[begin Page extract]

Recent years have seen a rapid increase in the use of
multicore devices in the PC market. This trend is now being
replicated in the device software environment with dual-core and
many-core devices being released by a wide range of silicon
vendors.
While these multicore devices clear the way for increased
performance, this can only be achieved if software developers adapt
the way they write code so that it fully uses the newly realised
hardware resources they have available. Here is an outline of the
multicore programming "problem" and list five top tips for software
developers to prepare themselves for the new "parallel landscape"
in front of them.
I'll outline five tips for anyone looking at multicore silicon
for their next project. It is primarily aimed at those doing the
following:
• Working in the embedded or device software domain
• Initiating their first multicore-based development or undertaking
their first migration of an existing project from unicore to
multicore silicon
• Moving from a traditional unicore real-time operating system to a
symmetric multiprocessing real-time operating system (such as Wind
River's VxWorks 6.6
with SMP) where a single instance of an operating system manages
multiple, identical processing cores and application tasks are able
to run on any available core
Some of the advice is also relevant for developers contemplating
using an asymmetric multiprocessing architecture (i.e., separate
operating systems running in each core), although data
synchronisation in an AMP environment does hold its own particular
challenges that are not covered in this article.

[end Page extract]
[begin Information provided]

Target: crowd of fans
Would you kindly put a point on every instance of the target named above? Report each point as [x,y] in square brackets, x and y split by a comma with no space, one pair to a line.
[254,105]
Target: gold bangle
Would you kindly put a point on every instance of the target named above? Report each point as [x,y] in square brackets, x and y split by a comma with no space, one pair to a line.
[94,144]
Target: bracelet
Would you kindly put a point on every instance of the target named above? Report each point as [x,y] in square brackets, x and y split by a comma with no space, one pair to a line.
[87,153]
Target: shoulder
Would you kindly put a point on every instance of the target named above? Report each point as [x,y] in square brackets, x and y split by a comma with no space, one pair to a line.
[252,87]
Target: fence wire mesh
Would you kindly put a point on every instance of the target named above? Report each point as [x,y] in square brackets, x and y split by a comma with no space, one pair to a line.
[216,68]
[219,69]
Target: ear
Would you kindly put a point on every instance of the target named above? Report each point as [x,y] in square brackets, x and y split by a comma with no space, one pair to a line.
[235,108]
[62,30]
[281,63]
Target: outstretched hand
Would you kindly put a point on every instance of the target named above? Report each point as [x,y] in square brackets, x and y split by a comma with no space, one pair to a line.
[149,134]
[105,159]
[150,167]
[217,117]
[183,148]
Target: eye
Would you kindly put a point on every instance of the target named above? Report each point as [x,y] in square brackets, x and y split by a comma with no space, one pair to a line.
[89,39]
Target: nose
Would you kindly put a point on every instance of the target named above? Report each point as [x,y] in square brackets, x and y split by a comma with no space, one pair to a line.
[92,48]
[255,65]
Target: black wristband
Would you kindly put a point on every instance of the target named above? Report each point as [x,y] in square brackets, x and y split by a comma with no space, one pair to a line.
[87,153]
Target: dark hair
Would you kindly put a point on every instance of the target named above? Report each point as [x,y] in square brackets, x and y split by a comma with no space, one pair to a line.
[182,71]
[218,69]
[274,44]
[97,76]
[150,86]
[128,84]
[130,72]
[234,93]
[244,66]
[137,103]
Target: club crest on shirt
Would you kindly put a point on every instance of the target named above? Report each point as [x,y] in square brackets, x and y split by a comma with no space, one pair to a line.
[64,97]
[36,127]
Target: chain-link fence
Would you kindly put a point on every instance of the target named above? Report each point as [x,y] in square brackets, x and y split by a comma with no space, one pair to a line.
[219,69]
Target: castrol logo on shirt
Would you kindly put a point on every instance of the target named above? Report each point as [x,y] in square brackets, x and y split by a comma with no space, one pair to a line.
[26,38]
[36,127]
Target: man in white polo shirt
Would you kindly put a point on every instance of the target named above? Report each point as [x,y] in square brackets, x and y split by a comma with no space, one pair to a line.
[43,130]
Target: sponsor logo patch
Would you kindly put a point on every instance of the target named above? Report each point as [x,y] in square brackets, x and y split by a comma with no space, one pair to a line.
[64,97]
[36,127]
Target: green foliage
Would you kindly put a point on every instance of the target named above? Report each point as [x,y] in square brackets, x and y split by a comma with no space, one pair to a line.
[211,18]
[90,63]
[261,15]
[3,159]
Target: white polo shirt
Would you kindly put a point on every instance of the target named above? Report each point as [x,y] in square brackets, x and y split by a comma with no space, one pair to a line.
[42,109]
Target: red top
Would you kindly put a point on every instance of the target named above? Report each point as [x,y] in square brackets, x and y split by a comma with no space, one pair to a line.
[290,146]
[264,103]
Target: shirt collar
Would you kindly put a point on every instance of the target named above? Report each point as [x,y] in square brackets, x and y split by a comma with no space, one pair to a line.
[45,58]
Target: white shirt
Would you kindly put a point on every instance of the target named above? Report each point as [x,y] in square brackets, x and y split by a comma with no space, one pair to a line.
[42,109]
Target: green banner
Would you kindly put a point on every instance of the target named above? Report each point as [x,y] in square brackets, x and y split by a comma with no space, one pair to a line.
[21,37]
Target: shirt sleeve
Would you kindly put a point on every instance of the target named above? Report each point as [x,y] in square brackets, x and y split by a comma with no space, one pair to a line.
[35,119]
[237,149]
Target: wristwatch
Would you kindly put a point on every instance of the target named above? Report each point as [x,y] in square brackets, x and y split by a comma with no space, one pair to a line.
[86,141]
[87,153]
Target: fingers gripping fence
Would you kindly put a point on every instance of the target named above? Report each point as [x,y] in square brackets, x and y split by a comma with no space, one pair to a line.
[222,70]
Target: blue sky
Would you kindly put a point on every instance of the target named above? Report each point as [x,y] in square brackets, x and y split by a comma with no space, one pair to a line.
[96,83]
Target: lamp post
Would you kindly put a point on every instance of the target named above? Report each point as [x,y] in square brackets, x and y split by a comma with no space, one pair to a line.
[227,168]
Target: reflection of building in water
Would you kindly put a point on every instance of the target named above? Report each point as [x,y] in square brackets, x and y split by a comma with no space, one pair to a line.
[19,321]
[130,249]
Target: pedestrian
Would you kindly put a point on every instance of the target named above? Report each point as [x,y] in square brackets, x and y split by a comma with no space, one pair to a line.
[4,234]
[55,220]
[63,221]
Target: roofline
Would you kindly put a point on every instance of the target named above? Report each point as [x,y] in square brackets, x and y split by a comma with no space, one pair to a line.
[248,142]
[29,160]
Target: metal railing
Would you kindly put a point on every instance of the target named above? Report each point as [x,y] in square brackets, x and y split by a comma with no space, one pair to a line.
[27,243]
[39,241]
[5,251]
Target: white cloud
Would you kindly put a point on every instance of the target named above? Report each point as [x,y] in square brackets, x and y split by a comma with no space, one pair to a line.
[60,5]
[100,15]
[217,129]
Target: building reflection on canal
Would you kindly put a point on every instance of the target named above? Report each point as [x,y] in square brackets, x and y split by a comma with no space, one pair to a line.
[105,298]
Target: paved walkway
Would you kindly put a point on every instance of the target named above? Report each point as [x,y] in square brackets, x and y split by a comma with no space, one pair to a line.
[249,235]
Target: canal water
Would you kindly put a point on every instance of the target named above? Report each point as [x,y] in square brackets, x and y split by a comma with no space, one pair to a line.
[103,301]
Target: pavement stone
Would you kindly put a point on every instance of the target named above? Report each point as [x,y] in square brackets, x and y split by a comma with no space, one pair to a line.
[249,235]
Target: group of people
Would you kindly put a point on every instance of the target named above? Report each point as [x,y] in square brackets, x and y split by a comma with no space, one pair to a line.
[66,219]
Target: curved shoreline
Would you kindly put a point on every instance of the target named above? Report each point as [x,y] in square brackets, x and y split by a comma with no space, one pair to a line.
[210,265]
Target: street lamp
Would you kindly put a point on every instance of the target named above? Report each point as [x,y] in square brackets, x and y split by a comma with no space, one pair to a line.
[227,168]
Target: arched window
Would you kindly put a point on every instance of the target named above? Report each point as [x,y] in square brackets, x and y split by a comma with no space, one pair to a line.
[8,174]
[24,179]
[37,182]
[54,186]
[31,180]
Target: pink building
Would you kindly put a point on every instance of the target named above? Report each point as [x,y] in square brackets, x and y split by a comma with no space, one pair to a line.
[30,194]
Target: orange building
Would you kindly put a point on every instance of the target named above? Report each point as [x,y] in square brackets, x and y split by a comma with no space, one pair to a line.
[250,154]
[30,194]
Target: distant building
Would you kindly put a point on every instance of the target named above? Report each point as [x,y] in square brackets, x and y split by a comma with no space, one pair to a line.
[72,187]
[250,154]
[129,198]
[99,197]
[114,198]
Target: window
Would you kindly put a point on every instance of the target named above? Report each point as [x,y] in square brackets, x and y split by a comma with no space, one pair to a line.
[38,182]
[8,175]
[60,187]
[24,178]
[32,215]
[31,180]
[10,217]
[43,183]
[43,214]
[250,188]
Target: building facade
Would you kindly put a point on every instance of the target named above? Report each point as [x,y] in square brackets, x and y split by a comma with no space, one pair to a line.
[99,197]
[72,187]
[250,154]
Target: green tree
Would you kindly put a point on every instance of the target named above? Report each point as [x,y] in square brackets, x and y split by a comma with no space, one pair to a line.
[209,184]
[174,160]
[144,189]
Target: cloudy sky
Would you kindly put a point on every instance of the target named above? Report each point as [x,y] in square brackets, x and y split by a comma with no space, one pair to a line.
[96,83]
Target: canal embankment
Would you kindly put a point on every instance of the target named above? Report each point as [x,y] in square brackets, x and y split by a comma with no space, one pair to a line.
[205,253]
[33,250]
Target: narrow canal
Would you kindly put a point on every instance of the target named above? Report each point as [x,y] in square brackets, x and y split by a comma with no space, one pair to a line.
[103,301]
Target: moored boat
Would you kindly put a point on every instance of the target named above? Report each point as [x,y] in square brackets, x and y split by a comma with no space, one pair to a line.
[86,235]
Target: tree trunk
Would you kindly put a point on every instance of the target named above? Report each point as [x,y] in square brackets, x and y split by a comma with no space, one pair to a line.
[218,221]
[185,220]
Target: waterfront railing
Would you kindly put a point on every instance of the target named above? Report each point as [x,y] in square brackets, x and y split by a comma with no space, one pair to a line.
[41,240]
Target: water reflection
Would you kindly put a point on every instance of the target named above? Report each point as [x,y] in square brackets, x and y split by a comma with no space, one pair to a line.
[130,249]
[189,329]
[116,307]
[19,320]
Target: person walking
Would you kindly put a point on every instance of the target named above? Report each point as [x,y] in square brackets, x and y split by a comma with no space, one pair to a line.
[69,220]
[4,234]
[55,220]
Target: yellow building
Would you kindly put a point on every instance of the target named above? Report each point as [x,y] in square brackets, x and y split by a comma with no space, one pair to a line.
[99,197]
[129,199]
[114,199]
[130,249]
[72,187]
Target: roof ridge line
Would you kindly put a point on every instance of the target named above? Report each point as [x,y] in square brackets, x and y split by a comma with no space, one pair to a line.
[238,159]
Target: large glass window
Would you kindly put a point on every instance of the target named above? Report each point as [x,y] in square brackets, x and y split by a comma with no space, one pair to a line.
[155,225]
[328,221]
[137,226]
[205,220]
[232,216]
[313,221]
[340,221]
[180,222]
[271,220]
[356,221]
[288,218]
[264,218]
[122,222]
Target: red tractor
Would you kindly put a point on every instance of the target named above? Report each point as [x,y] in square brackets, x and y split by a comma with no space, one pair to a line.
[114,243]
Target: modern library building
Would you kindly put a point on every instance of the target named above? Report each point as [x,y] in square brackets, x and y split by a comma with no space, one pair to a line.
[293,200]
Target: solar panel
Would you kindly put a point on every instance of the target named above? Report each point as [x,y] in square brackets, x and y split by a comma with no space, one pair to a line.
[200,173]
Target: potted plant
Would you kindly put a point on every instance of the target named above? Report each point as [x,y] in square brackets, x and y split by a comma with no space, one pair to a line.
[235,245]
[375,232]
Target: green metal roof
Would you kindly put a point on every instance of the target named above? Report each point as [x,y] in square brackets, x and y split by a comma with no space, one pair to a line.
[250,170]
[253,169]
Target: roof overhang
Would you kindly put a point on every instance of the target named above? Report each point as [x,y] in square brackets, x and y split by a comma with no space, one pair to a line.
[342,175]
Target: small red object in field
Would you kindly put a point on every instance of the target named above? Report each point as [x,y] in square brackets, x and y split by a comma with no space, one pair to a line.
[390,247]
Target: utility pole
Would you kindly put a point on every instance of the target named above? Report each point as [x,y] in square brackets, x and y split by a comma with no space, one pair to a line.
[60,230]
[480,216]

[end Information provided]

-- Problems to work on --
1. Condense the paragraph of the multicore programming article that begins "Some of the advice is also relevant" into a single shorter sentence that keeps its main facts.
2. Repeat the passage of the multicore programming article starting at "While these multicore" and ending at "front of them.".
3. Pick up the multicore programming article where it stops and continue it.

-- Response list --
1. Some of the advice also applies to developers considering an asymmetric multiprocessing architecture, where each core runs its own operating system, though the article does not cover the particular data synchronization challenges of AMP.

2.
While these multicore devices clear the way for increased
performance, this can only be achieved if software developers adapt
the way they write code so that it fully uses the newly realised
hardware resources they have available. Here is an outline of the
multicore programming "problem" and list five top tips for software
developers to prepare themselves for the new "parallel landscape"
in front of them.

3.
Tip 1: Be Aware of the
Hardware Beneath You
It is well-understood that device software developers,
especially those working directly at the operating system API
level, need to be acutely aware of underlying hardware resources
such as registers, caches and memory pages. However, there is
another layer beneath the software interface that remains largely
hidden from software developers. It is sometimes referred to as
hardware optimisation and uses advanced silicon optimisation
techniques (e.g., pipelining and branch prediction) to optimise the
way that code is executed within limited hardware resources.
When operating in a true parallel execution environment such as
a multicore processor it is necessary for device software
developers to be aware of this hardware optimisation layer and to
understand how it may affect the way their code is running.
For example, let us consider the effect of out-of-order
execution (or OoOE), a hardware optimisation technique that is used
to optimise cycle implementation in the processor. It enables the
processing core to continue to run at times when it would normally
be stalled waiting for unavailable data by completing execution of
alternate (out-of-order) instructions and placing resultant write
operations in a (possibly out-of-order) "committal" queue. Within
the context of a single core, OoOE is unseen at the software level
because the core includes logic that ensures data coherency.
However, the asynchronous nature of multiple cores means that there
is always a potential for inconsistent data.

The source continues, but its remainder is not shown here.